Source extract
[Begin]

Personal information
- Nickname: "Kate" "Katey"
- Born: 18 May 1982 (age 44) Sydney, Australia
- Height: 176 cm (5 ft 9 in)

Team information
- Discipline: Track & Road
- Role: Rider
- Rider type: Track endurance, road sprint.

Professional teams
- 2002: Ondernemers van Nature
- 2003: Bik–Powerplate
- 2004: Team Ton Van Bemmelen Sports
- 2005: Van Bemmelen–AA Drink
- 2006: Equipe Nürnberger Versicherung
- 2007: T-Mobile Women
- 2010: Team Colavita Baci
- 2011: Abus – Nutrixxion

Major wins
- World Points Race Champion 2007 Australian Road Race Champion 2006 Commonwealth Games Champion 2002, 2006

Medal record
Women's track cycling
Representing Australia
Commonwealth Games
| Gold medal – first place | 2002 Manchester | Points Race |
| Gold medal – first place | 2006 Melbourne | Points Race |
| Silver medal – second place | 2002 Manchester | Individual Pursuit |
| Silver medal – second place | 2006 Melbourne | Individual Pursuit |
World Championship
| Gold medal – first place | 2007 Palma de Mallorca | Points Race |
| Silver medal – second place | 2001 Antwerp | Points Race |
| Silver medal – second place | 2005 Los Angeles | Scratch Race |
| Silver medal – second place | 2005 Los Angeles | Individual Pursuit |
| Silver medal – second place | 2011 Apeldoorn | Scratch |
| Bronze medal – third place | 2002 Copenhagen | Individual Pursuit |
| Bronze medal – third place | 2005 Los Angeles | Points Race |
Oceania Championships
| Gold medal – first place | 2011 Adelaide | Scratch race |
| Gold medal – first place | 2011 Adelaide | Team pursuit |

= Katherine Bates =

Australian racing cyclist

Katherine (Katey) Linsey Bates (born 18 May 1982 in Sydney) is an Australian former track and road cyclist. A multiple national champion, Bates rode as a professional since 2002. Her career highlights included Australian Road Race Champion in 2006, World Points Race Champion in 2007 and Commonwealth Games champion in 2002 and 2006.

[End]

What you will do
A: From the Katherine Bates profile, reproduce the stretch from "Australian racing cyclist" through "2002 and 2006." word for word.
B: Answer these from the Katherine Bates profile:
(i) Which professional team did she ride for in 2007?
(ii) In which city did she win Commonwealth Games gold in 2006?
(iii) How tall is she?
C: Summarize the Katherine Bates profile in two sentences.

Information supplied

[Begin]

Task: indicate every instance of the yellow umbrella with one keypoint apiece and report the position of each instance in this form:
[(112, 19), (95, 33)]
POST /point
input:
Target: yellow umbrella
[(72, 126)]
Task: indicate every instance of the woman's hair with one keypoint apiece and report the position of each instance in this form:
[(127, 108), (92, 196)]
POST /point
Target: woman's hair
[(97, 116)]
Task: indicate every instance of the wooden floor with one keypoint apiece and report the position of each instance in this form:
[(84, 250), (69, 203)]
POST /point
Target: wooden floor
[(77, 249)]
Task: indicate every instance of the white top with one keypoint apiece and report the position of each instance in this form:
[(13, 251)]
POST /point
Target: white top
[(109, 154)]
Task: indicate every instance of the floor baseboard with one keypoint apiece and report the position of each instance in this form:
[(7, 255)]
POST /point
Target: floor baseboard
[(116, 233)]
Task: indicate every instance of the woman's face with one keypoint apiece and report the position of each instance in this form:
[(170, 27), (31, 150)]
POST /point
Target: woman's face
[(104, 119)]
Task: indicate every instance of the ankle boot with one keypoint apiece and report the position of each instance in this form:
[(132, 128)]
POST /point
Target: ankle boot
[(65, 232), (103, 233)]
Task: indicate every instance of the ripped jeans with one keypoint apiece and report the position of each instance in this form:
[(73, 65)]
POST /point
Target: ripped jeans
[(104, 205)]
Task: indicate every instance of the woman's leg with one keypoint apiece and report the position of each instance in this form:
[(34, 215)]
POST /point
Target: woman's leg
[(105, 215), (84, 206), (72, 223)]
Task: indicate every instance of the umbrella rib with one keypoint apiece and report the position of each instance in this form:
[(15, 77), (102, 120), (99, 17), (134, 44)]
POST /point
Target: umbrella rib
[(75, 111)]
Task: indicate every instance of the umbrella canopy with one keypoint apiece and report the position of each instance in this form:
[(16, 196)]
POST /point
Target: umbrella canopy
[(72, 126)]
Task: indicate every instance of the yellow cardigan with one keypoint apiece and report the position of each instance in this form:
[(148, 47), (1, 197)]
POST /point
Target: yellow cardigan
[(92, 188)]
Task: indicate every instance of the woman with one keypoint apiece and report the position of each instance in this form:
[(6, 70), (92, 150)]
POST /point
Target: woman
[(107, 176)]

[End]

Answers in order
A:
Australian racing cyclist

Katherine (Katey) Linsey Bates (born 18 May 1982 in Sydney) is an Australian former track and road cyclist. A multiple national champion, Bates rode as a professional since 2002. Her career highlights included Australian Road Race Champion in 2006, World Points Race Champion in 2007 and Commonwealth Games champion in 2002 and 2006.

B:
(i) T-Mobile Women
(ii) Melbourne
(iii) 176 cm (5 ft 9 in)

C: Katherine (Katey) Linsey Bates, born 18 May 1982 in Sydney, is an Australian former track and road cyclist who rode as a professional from 2002. Her career highlights included the Australian Road Race title in 2006, the World Points Race title in 2007 and Commonwealth Games titles in 2002 and 2006.